原文:
# # # # # # #

本発明は、鉄骨造架構における柱と梁との接合部構造に関するものである。
鉄骨ラーメン構造の建築物において柱と梁とを高力ボルト等のボルトにて接合する場合、従来から柱の梁接合部の肉厚を増すことによって梁接合部の剛性を高めることが一般的に行われてきた。例えば、特許文献1では、角形鋼管柱2の接合部分に角形鋼管柱2よりも厚肉の鋳鋼製の接合金物3を溶接によって取り付け、梁接合部の剛性を高める技術が開示されている。また、特許文献2では、鋼管柱11の長手方向の一部に誘導加熱および圧縮によって厚肉部11aを設けて、厚肉部11aに梁を接合する技術が開示されている。
一方、建築物の高さ制限の厳しい地域に建てられることの多い戸建住宅において、高さ制限の範囲内で快適かつ有効な居住空間を構成する為の工夫が提案されている。例えば、特許文献3では、一部のグリッドにおいて中間階層の床レベルを変更し、階高の増した下層階をリビングルーム等のパブリックな空間として利用し、階高の減少した上部階を収納空間として利用することが提案されている。このような空間構成とすることによって、建築物の高さを増すことなく天井が高く日照や採光も確保しやすい快適な空間を下層階に構成することができ、また、その上部の天井高が減少し居住に適さない空間も有効に活用することができる。

# # # # # # #

データ記録:
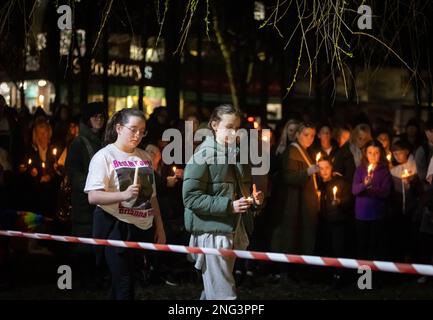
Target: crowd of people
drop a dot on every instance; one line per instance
(355, 189)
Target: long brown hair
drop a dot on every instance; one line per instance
(221, 110)
(120, 117)
(374, 143)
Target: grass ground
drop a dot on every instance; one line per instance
(35, 278)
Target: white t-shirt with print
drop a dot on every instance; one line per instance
(113, 170)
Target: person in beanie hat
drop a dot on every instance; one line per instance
(92, 109)
(81, 151)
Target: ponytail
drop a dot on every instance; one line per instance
(120, 117)
(219, 111)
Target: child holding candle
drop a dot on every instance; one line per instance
(295, 218)
(38, 174)
(371, 190)
(76, 158)
(124, 210)
(404, 201)
(217, 209)
(335, 215)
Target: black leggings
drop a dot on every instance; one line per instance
(122, 262)
(370, 239)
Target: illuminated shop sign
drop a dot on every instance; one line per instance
(116, 69)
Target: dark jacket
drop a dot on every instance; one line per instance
(344, 162)
(77, 166)
(340, 210)
(209, 190)
(371, 202)
(296, 217)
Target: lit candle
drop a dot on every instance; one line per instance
(389, 157)
(136, 175)
(334, 191)
(404, 175)
(370, 169)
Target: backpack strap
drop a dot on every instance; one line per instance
(89, 148)
(307, 160)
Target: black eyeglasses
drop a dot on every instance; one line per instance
(135, 131)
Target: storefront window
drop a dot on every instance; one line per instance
(37, 93)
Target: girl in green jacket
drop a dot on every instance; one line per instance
(218, 202)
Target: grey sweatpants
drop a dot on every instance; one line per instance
(217, 271)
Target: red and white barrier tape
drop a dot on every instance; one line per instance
(422, 269)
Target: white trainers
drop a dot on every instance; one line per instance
(422, 280)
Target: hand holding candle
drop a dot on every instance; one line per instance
(370, 169)
(369, 177)
(136, 175)
(318, 156)
(335, 201)
(257, 195)
(404, 176)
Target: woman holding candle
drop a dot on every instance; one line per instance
(79, 153)
(325, 144)
(335, 215)
(371, 187)
(38, 171)
(124, 210)
(295, 221)
(405, 198)
(344, 163)
(384, 138)
(218, 199)
(361, 135)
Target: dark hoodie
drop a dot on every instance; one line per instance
(77, 166)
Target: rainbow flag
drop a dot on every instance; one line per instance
(25, 221)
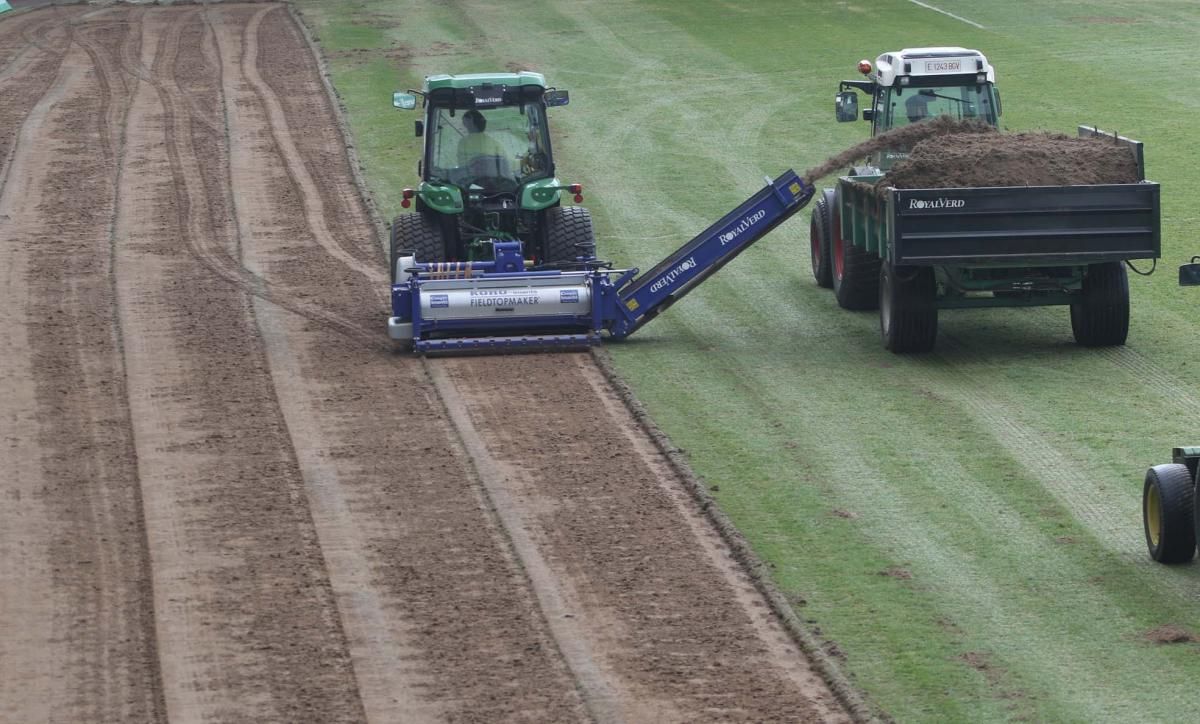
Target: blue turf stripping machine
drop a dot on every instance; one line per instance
(463, 306)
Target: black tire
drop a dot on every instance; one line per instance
(415, 233)
(856, 274)
(820, 247)
(568, 234)
(1101, 318)
(907, 307)
(1168, 515)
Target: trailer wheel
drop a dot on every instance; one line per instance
(417, 233)
(1101, 318)
(856, 275)
(1168, 515)
(907, 307)
(569, 234)
(820, 229)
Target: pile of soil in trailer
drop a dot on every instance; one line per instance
(898, 138)
(1038, 159)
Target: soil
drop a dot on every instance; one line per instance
(976, 160)
(225, 497)
(904, 137)
(952, 154)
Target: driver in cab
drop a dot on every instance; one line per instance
(477, 142)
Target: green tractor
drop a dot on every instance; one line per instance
(487, 175)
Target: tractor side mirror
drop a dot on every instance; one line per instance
(1189, 274)
(846, 106)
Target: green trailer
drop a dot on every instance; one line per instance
(911, 252)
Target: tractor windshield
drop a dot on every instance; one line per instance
(497, 149)
(901, 106)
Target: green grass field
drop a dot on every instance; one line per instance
(965, 526)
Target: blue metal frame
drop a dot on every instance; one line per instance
(621, 304)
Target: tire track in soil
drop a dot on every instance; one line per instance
(247, 627)
(78, 645)
(436, 609)
(307, 190)
(678, 629)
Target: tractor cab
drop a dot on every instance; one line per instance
(910, 85)
(487, 172)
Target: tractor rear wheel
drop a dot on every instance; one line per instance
(820, 231)
(415, 233)
(907, 307)
(1168, 515)
(569, 234)
(856, 275)
(1101, 317)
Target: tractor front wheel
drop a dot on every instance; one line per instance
(907, 307)
(1168, 513)
(1101, 317)
(415, 233)
(821, 250)
(569, 234)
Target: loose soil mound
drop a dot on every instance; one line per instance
(905, 137)
(973, 160)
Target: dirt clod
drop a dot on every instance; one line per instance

# # # # # # #

演習問題:
(1) 接合部構造の原文によると、特許文献2では鋼管柱11の厚肉部11aをどのような方法で設けるか。
(2) 接合部構造の原文のうち、「鉄骨ラーメン構造の建築物にお」から「有効に活用することができる。」までを、両端の語句も含めて一字一句そのまま書き出せ。
(3) 接合部構造の原文を、示された最後の文の後から書き継げ。

各問の解答:
(1) 誘導加熱および圧縮によって設ける。

(2)
鉄骨ラーメン構造の建築物において柱と梁とを高力ボルト等のボルトにて接合する場合、従来から柱の梁接合部の肉厚を増すことによって梁接合部の剛性を高めることが一般的に行われてきた。例えば、特許文献1では、角形鋼管柱2の接合部分に角形鋼管柱2よりも厚肉の鋳鋼製の接合金物3を溶接によって取り付け、梁接合部の剛性を高める技術が開示されている。また、特許文献2では、鋼管柱11の長手方向の一部に誘導加熱および圧縮によって厚肉部11aを設けて、厚肉部11aに梁を接合する技術が開示されている。
一方、建築物の高さ制限の厳しい地域に建てられることの多い戸建住宅において、高さ制限の範囲内で快適かつ有効な居住空間を構成する為の工夫が提案されている。例えば、特許文献3では、一部のグリッドにおいて中間階層の床レベルを変更し、階高の増した下層階をリビングルーム等のパブリックな空間として利用し、階高の減少した上部階を収納空間として利用することが提案されている。このような空間構成とすることによって、建築物の高さを増すことなく天井が高く日照や採光も確保しやすい快適な空間を下層階に構成することができ、また、その上部の天井高が減少し居住に適さない空間も有効に活用することができる。

(3)
特開昭61−113941号公報 特開平7−292771号公報 特開平6−323010号公報
しかしながら、特許文献1に開示された技術の場合、接合金物の溶接作業という工程が梁接合部の数だけ必要となり手間がかかりコストアップにつながるという問題があった。また、大きな曲げモーメントの作用する梁接合部近傍での溶接作業を伴うので、熱の影響による材質の劣化や溶接欠陥等の問題が生じないように全ての梁接合部について細心の注意を払って品質管理を行う必要も生じていた。
また、特許文献2に開示された技術は、加熱装置9や圧縮装置4等を含む特殊かつ複雑な厚肉加工装置が必要であり、高コストかつ簡易に行い得るものではない。また、厚肉部11aの肉厚を一定に保つように装置を制御することは実際には困難なことであった。更に、溶接の工程を省略することができるので溶接欠陥の問題は解消されるものの、鋼管を圧縮することにより肉厚を増す為、鋼管に内部歪が残留する。その為、後工程として熱処理を行い歪を除去する必要があった。
また、鉄骨ラーメン構造の建築物において特許文献3に開示されたような空間構成とする為には、中間階層の一部の梁の接合レベルを変更する必要があるが、この場合、上記特許文献1、2いずれの技術を利用したとしても、柱と梁とを接合する位置は特殊な加工のされた厚肉の梁接合部に限定される為、厚肉の梁接合部を夫々の梁接合レベル毎に設けなければならず更に手間とコストがかさむという問題があった。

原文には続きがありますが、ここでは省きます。